# Exercise goal
Transcription should be exact. Include all entries.

*** Records for the exercise Section Begins ***

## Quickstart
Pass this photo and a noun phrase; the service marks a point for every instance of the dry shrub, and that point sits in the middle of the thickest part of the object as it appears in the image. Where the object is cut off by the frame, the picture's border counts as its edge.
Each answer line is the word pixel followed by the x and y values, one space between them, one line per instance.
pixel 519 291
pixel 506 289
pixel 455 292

*** Records for the exercise Section Ends ***

# Problem solution
## Quickstart
Pass this photo and a noun phrase; the service marks a point for every instance of the dry shrub, and that point sits in the middle of the thickest part of the object as it appears in the image. Where the object is cut off by the frame, the picture's border counts as its edge.
Each answer line is the word pixel followed by the x and y values, one space between them, one line per instance.
pixel 519 291
pixel 506 289
pixel 455 292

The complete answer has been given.